• _AUFGABENBESCHREIBUNG_
In welchem Zeitraum war Norbert Blüm laut dem vorliegenden Text Bundesminister für Arbeit und Sozialordnung?

• _VORLIEGENDER TEXT_
-.-.-

Norbert Blüm war immer für ein Versöhnungspils zu haben, gratulierte damit seinem Gegenspieler Rudolf Dressler von der SPD bei Ossi in der einzigen Kneipe, die im Regierungsviertel gangbar war, sieht man mal von der späteren Provinz ab, in der sich eher das rote und später rotgrüne Abgeordnetenvolk, seine Büchsenspanner und Applaudeure trafen. Blüm teilte aus und steckte ein. Er machte die Moden nicht mit, die sozialistischen und auch die neoliberalen nicht, die später en vogue waren.

Blüm konnte seltsam sein; wie Heiner Geißler erlaubte er sich im Alter die Abweichung von der Parteilinie, übernachtete demonstrativ im Flüchtlingszelt. Ganz konnte er es nicht verknusen, dass die Kameras nicht mehr klickten nach seiner großen Zeit als Sozialminister; er gehörte dem Deutschen Bundestag von 1972 bis 1981 sowie von 1983 bis 2002 an. Von 1982 bis 1998 war Blüm Bundesminister für Arbeit und Sozialordnung. Eine lange Strecke hat er geprägt, behutsam reformiert, nie weggeworfen. Er hat große Fehler gemacht; „Die Rente ist sicher“, hat er plakatiert und dabei das Kleingedruckte nicht gezeigt: Dass sie eben die Erwartungen nicht mehr würde erfüllten können, sondern zur Grundversorgung verkommen musste. Die Finanzierung der Renten der früheren DDR aus Beiträgen statt Steuermitteln war ein Kompromiss, den er geschluckt hat. Aber in der Sozialpolitik ist Größe die Schwester der Fehlerhaftigkeit.

-.-.-

• _DATENSÄTZE_
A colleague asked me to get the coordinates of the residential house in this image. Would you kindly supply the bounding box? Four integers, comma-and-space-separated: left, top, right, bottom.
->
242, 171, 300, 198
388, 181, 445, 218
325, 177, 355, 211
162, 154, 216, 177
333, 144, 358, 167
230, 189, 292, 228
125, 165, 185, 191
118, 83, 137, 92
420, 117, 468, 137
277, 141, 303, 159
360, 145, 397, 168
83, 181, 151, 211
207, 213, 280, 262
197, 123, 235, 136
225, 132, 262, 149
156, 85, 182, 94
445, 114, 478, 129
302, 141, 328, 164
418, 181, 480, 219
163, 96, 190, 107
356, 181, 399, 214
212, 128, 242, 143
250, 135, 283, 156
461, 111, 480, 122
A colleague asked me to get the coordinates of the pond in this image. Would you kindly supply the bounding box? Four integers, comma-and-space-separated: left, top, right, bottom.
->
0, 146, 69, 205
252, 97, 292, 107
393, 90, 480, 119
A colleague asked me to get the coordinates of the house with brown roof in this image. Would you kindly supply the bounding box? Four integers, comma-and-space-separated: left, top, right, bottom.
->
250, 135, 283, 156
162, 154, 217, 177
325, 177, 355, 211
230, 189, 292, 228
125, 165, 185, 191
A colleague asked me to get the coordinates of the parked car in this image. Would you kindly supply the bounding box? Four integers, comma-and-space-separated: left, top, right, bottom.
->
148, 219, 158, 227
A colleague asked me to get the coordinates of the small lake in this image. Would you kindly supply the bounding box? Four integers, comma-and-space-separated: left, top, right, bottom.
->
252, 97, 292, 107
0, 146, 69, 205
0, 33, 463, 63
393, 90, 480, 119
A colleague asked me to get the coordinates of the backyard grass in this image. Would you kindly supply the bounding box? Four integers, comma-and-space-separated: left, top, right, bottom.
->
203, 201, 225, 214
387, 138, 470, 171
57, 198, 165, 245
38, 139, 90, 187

-.-.-

• _DIE ANTWORT_
Von 1982 bis 1998.